[Excerpts from location labeling data]
++++++

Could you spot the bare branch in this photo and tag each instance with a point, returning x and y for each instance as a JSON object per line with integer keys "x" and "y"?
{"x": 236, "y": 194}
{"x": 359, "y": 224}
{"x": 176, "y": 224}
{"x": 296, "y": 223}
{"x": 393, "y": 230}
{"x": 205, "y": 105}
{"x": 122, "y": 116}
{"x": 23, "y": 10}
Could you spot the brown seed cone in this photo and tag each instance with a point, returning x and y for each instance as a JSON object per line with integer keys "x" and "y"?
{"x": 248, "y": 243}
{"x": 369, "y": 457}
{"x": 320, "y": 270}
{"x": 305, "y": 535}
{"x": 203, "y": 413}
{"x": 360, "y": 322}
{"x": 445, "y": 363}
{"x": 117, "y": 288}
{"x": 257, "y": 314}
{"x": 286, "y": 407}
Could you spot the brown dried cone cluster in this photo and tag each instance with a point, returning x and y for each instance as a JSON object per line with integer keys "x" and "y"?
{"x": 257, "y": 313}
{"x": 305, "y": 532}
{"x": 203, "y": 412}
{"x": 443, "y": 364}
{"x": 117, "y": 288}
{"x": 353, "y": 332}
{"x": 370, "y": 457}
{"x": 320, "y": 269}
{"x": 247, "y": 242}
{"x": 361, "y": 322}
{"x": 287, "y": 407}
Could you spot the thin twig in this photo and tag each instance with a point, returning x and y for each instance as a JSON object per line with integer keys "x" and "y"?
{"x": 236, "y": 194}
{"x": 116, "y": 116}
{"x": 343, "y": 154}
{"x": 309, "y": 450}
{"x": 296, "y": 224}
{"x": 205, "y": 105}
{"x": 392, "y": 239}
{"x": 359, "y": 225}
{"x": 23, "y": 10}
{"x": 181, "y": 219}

++++++

### TASK DESCRIPTION
Convert every line of the listing above into a JSON list of strings, one string per line, leaving out any blank lines.

### TASK ANSWER
[
  "Could you spot the bare branch in this photo and tag each instance with a point, returning x and y for each instance as a JSON object per line with integer keys \"x\" and \"y\"?",
  "{\"x\": 236, \"y\": 194}",
  "{\"x\": 359, \"y\": 224}",
  "{\"x\": 176, \"y\": 224}",
  "{\"x\": 296, \"y\": 223}",
  "{\"x\": 393, \"y\": 230}",
  "{\"x\": 205, \"y\": 105}",
  "{\"x\": 122, \"y\": 116}",
  "{\"x\": 23, \"y\": 10}",
  "Could you spot the brown seed cone in this photo and tag each instance with a point, returning x and y for each instance as a JSON object per line with integer keys \"x\" and \"y\"?",
  "{\"x\": 248, \"y\": 243}",
  "{\"x\": 369, \"y\": 457}",
  "{\"x\": 320, \"y\": 270}",
  "{\"x\": 305, \"y\": 535}",
  "{\"x\": 203, \"y\": 413}",
  "{\"x\": 360, \"y\": 322}",
  "{\"x\": 445, \"y\": 363}",
  "{\"x\": 117, \"y\": 288}",
  "{\"x\": 257, \"y\": 314}",
  "{\"x\": 286, \"y\": 407}",
  "Could you spot the brown dried cone cluster in this photo and tag each instance with a point, returning x and y for each instance as a JSON object per line with integer keys \"x\" and \"y\"?",
  "{\"x\": 257, \"y\": 313}",
  "{\"x\": 305, \"y\": 532}",
  "{\"x\": 203, \"y\": 412}",
  "{\"x\": 443, \"y\": 364}",
  "{\"x\": 117, \"y\": 288}",
  "{\"x\": 353, \"y\": 332}",
  "{\"x\": 370, \"y\": 457}",
  "{\"x\": 320, \"y\": 269}",
  "{\"x\": 247, \"y\": 242}",
  "{\"x\": 361, \"y\": 322}",
  "{\"x\": 287, \"y\": 407}",
  "Could you spot the thin twig in this photo and tag each instance with a point, returning x and y for each instance as a JSON object per line with integer keys \"x\" and \"y\"?",
  "{\"x\": 236, \"y\": 194}",
  "{\"x\": 116, \"y\": 116}",
  "{\"x\": 343, \"y\": 154}",
  "{\"x\": 309, \"y\": 450}",
  "{\"x\": 296, \"y\": 224}",
  "{\"x\": 205, \"y\": 105}",
  "{\"x\": 392, \"y\": 239}",
  "{\"x\": 359, \"y\": 225}",
  "{\"x\": 23, \"y\": 10}",
  "{\"x\": 181, \"y\": 219}"
]